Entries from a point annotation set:
******
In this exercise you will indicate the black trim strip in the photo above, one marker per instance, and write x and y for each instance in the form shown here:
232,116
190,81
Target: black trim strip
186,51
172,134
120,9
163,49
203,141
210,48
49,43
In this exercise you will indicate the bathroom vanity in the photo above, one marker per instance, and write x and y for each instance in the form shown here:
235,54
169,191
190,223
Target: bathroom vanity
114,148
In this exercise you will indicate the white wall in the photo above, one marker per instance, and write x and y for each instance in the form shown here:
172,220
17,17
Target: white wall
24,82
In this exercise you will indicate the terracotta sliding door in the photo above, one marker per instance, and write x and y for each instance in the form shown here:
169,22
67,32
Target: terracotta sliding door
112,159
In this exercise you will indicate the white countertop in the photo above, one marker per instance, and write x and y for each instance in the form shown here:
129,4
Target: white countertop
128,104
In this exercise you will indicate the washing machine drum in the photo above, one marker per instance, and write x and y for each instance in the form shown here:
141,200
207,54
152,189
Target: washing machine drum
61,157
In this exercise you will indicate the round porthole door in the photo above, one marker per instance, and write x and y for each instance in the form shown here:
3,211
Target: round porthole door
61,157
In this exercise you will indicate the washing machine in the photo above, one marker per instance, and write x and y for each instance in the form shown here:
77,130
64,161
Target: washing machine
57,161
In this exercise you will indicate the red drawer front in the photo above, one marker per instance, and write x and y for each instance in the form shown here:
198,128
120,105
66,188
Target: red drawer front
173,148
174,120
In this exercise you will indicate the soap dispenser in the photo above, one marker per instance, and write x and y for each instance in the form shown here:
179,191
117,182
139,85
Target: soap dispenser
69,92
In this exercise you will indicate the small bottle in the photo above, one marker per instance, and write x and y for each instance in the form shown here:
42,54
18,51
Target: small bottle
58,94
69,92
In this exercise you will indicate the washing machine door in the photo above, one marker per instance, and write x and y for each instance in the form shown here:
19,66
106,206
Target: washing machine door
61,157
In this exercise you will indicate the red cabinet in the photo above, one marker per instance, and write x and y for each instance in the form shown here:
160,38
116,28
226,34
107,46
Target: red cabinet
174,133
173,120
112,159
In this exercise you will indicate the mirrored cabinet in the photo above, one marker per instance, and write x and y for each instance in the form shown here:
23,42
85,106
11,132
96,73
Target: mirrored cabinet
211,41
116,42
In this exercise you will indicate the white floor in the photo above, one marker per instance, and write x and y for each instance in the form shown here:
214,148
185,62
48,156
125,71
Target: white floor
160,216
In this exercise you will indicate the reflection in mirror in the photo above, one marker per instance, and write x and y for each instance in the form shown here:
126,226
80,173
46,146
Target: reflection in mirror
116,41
******
WHAT IS REQUIRED:
Add 57 to every x and y value in the answer coordinates, starting at the line that contains "In this exercise you will indicate the reflection" and ending at the last line of the entries. Write all of those lines out again, including every line of text, and leave the sample coordinates as they are.

CORRECT OUTPUT:
In this exercise you will indicate the reflection in mirror in the photo above, one marker per instance, and write x and y for each instance in the form shown here:
126,226
80,173
46,146
Target: reflection in mirror
173,98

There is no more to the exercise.